> Work item: Your reply should be a single number, the count of lines in the records that contain the string "shirt".

Saved entries:
══════════════════════════════

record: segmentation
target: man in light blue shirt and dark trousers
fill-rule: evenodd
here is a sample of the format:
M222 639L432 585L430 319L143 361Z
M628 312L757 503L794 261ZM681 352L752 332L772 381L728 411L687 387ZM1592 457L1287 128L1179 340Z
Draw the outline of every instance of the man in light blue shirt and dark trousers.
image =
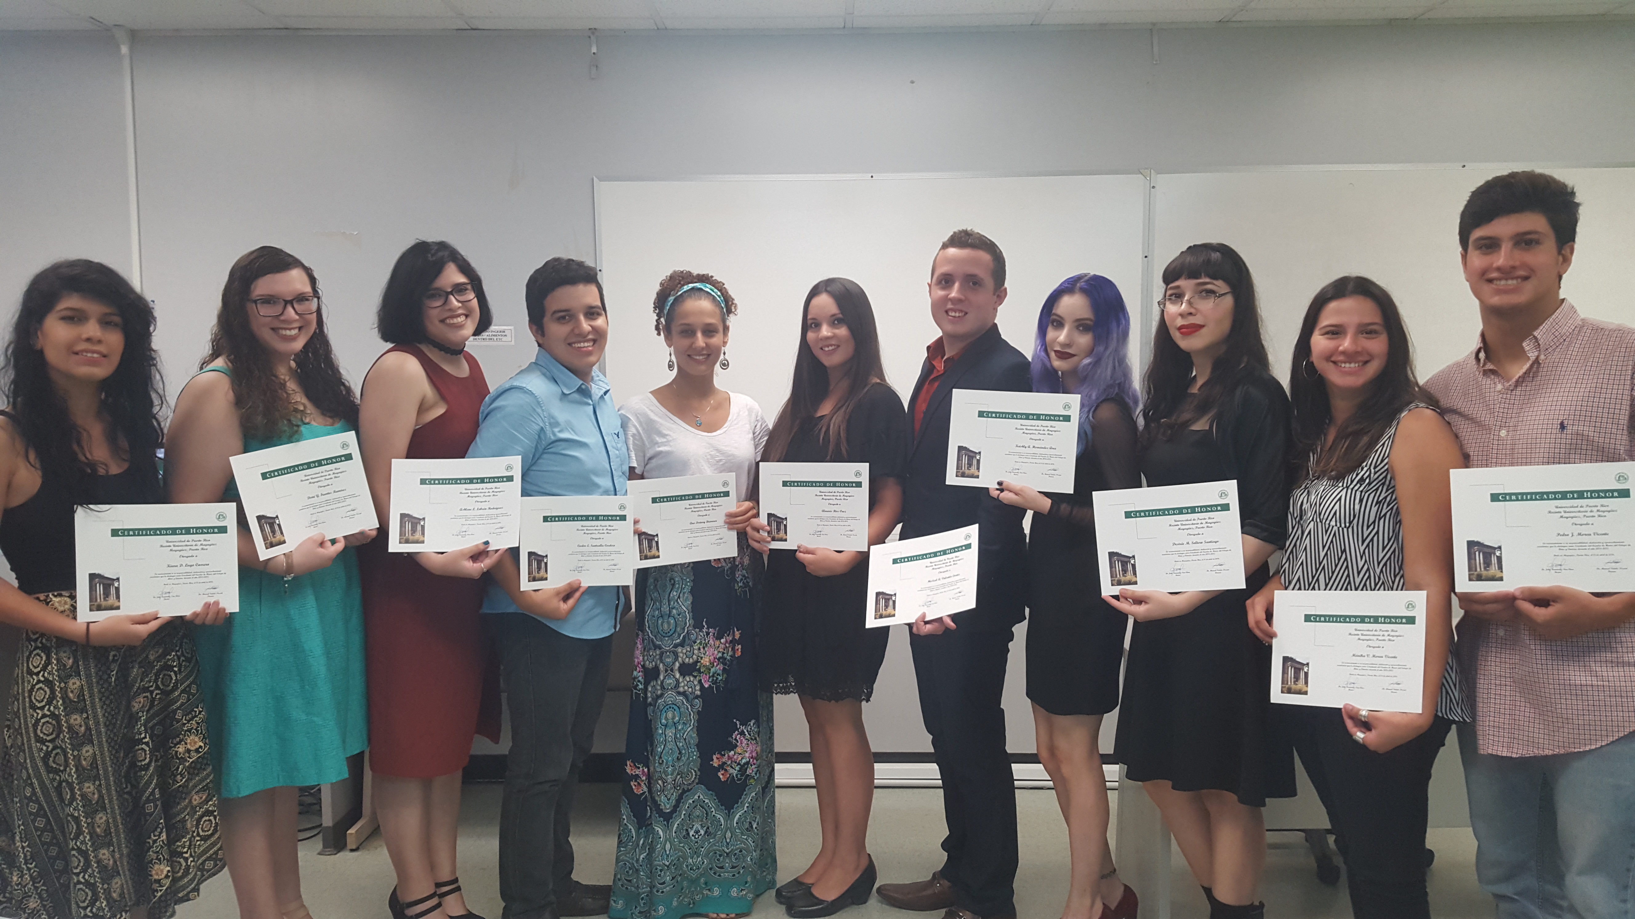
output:
M522 456L523 495L620 495L629 473L625 430L595 368L608 319L597 270L551 258L526 288L540 345L482 402L468 456ZM482 612L500 654L512 746L500 800L504 919L600 916L611 888L574 880L569 811L607 697L618 587L522 590L515 549L490 571Z

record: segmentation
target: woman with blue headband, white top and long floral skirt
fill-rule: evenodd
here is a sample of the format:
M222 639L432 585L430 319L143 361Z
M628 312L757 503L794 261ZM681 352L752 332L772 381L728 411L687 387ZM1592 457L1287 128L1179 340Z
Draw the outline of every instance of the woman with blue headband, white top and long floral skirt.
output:
M613 919L739 916L777 872L772 695L755 672L762 559L744 528L767 445L754 399L716 386L737 303L710 275L670 271L652 299L675 376L626 402L629 477L732 473L737 556L636 572L636 672L625 741Z

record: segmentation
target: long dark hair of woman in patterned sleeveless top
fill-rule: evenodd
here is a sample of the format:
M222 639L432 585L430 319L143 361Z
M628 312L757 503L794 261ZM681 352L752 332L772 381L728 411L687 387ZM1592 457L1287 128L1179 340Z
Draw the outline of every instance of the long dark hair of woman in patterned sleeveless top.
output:
M1367 298L1380 307L1386 343L1385 370L1373 378L1368 397L1357 406L1357 412L1346 419L1334 432L1334 440L1324 445L1328 425L1334 419L1328 381L1321 374L1308 374L1306 361L1311 360L1311 334L1316 332L1323 307L1349 296ZM1359 275L1334 278L1311 298L1306 317L1300 324L1300 337L1295 338L1295 356L1288 370L1288 401L1295 409L1290 464L1292 481L1297 484L1308 477L1349 476L1362 466L1403 409L1414 402L1437 404L1436 396L1426 392L1414 378L1413 342L1408 338L1408 325L1396 309L1396 301L1378 283Z

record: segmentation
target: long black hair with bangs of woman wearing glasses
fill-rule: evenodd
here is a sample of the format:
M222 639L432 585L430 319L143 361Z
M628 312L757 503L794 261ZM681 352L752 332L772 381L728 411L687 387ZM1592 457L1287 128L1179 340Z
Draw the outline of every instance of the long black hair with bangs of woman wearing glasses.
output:
M1215 415L1221 399L1246 376L1272 374L1272 361L1261 340L1261 304L1254 296L1254 276L1236 249L1225 242L1189 245L1164 267L1162 278L1166 289L1182 278L1210 278L1226 285L1233 294L1231 330L1226 332L1226 348L1210 366L1210 378L1198 388L1198 397L1187 402L1192 355L1171 337L1169 324L1159 322L1153 332L1153 363L1146 368L1143 384L1143 445L1166 440L1171 433ZM1182 406L1184 402L1187 404Z

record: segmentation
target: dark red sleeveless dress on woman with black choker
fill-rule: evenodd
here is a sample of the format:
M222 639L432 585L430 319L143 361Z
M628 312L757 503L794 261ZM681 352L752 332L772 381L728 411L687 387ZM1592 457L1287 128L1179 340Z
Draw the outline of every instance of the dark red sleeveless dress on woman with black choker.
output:
M448 409L415 428L410 460L463 460L489 394L482 366L466 355L464 379L415 345L414 355ZM383 355L384 356L384 355ZM435 778L459 772L471 739L500 736L497 661L482 634L482 581L440 577L378 538L358 551L370 675L370 769Z

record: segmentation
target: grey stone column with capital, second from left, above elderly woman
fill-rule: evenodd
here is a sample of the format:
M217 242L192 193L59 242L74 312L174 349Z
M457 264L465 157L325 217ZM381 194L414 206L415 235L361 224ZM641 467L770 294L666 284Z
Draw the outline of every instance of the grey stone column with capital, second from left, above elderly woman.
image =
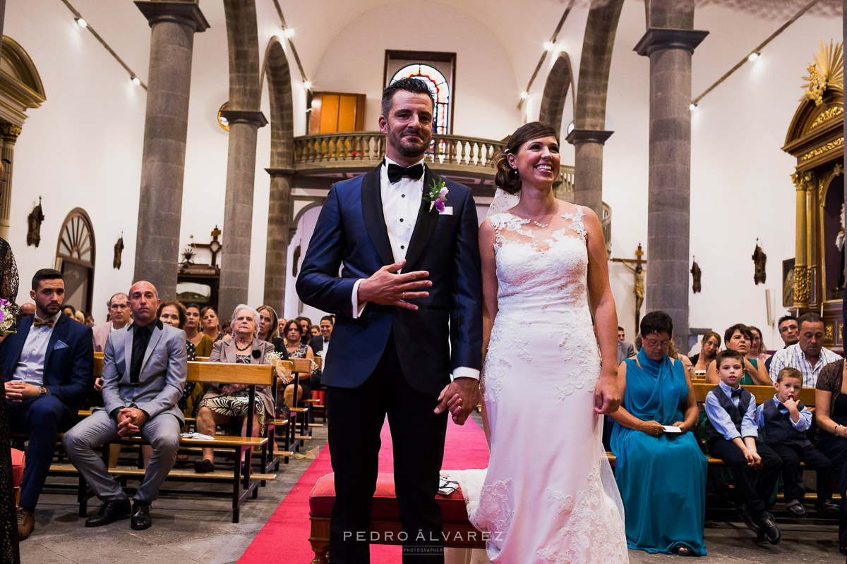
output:
M228 319L238 304L246 304L250 284L250 240L253 225L253 183L256 180L256 138L268 120L262 112L227 110L230 145L226 161L224 247L220 258L218 315Z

══════════════════════════════

> Exercise solution: 2